__What you are asked to do__. Using the records below, output the stretch that opens with the line containing "Q: Tag each instance of the small" and closes with the line containing "Q: Tag each instance of the screened", exactly and including both lines, with nothing more.

==================================================

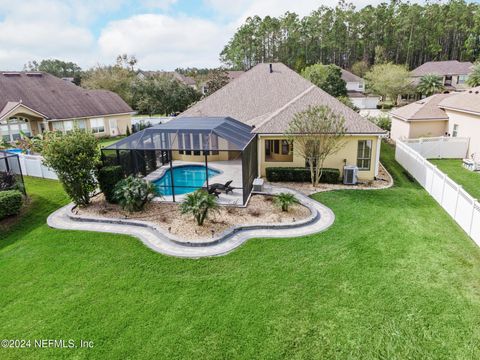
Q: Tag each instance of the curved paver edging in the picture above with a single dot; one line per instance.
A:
(223, 236)
(322, 218)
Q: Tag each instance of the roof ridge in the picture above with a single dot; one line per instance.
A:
(285, 106)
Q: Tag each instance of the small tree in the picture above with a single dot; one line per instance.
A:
(74, 158)
(430, 84)
(134, 193)
(199, 204)
(389, 80)
(284, 200)
(474, 77)
(326, 77)
(316, 133)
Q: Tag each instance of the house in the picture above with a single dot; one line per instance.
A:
(356, 91)
(267, 97)
(463, 111)
(423, 118)
(454, 73)
(455, 114)
(33, 102)
(186, 80)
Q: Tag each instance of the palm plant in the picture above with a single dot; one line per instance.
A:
(199, 204)
(430, 84)
(474, 77)
(134, 193)
(284, 200)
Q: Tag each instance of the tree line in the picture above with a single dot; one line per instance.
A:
(398, 32)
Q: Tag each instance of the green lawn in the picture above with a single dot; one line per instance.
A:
(394, 278)
(470, 180)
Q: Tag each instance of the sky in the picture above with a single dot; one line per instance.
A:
(162, 34)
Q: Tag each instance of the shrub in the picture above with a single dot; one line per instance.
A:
(199, 204)
(10, 203)
(134, 193)
(296, 174)
(284, 200)
(108, 177)
(74, 157)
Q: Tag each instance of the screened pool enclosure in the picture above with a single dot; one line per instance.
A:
(218, 154)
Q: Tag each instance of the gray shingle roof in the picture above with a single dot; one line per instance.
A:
(56, 98)
(269, 100)
(425, 109)
(451, 67)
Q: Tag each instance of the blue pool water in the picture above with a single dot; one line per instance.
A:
(186, 179)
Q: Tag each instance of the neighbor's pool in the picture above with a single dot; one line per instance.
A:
(186, 179)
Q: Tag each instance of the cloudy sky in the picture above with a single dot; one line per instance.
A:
(162, 34)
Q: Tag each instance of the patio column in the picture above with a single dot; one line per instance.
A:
(171, 175)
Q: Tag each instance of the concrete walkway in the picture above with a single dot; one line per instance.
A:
(161, 243)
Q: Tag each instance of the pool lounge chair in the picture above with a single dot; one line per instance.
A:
(222, 187)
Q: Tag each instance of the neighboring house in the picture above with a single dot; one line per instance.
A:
(232, 75)
(454, 73)
(422, 118)
(356, 91)
(268, 96)
(186, 80)
(454, 114)
(463, 111)
(33, 102)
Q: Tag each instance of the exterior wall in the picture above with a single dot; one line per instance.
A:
(346, 156)
(414, 129)
(468, 126)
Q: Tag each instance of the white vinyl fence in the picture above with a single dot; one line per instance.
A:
(440, 147)
(459, 204)
(32, 166)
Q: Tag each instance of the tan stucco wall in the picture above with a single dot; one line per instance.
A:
(414, 129)
(468, 126)
(348, 152)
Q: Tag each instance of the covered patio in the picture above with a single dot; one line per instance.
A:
(218, 154)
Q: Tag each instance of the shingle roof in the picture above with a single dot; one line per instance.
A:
(347, 76)
(451, 67)
(425, 109)
(468, 101)
(269, 101)
(56, 98)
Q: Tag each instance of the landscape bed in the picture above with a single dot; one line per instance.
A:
(394, 277)
(260, 210)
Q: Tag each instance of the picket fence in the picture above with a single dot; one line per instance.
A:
(32, 165)
(460, 205)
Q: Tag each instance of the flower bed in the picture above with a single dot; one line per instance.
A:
(260, 210)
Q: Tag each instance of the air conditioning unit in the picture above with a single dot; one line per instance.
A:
(350, 175)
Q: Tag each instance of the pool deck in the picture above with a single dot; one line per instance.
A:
(229, 170)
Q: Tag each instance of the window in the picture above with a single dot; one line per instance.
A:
(455, 130)
(462, 79)
(364, 154)
(97, 125)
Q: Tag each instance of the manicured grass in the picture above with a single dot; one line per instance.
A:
(394, 278)
(103, 142)
(470, 180)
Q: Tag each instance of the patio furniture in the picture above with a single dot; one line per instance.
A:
(223, 187)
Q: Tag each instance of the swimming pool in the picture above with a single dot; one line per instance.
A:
(186, 179)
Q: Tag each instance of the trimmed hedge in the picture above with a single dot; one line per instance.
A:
(296, 174)
(11, 202)
(108, 177)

==================================================

__Finished exercise__.
Q: Tag each instance of the small tree in the picture above with a single dot; one line per instance.
A:
(74, 158)
(430, 84)
(134, 193)
(199, 204)
(389, 80)
(284, 200)
(474, 77)
(326, 77)
(316, 133)
Q: Tag each instance of the house in the picture above with a single dot; one line per instance.
A:
(356, 91)
(267, 97)
(463, 111)
(423, 118)
(454, 73)
(455, 114)
(33, 102)
(186, 80)
Q: Tag each instance of the palm plant in the picture above with a single dot; one line per instance.
A:
(199, 204)
(430, 84)
(474, 77)
(134, 193)
(284, 200)
Q: Tag each instance of the tree line in the picture above with a single dot; one line per instance.
A:
(398, 32)
Q: Tag each instance of the green lawn in the picture above with a single dot; one line per instance.
A:
(394, 278)
(470, 180)
Q: Tag each instance of the sky in the picture above with a single dot; one line per instance.
A:
(162, 34)
Q: Tag each instance of the shrub in the picture above with a single dot; one line per instance.
A:
(199, 204)
(10, 203)
(134, 193)
(296, 174)
(284, 200)
(108, 177)
(74, 157)
Q: Tag each instance of the screened pool enclosure in the picture above with a single dot; one line per instance.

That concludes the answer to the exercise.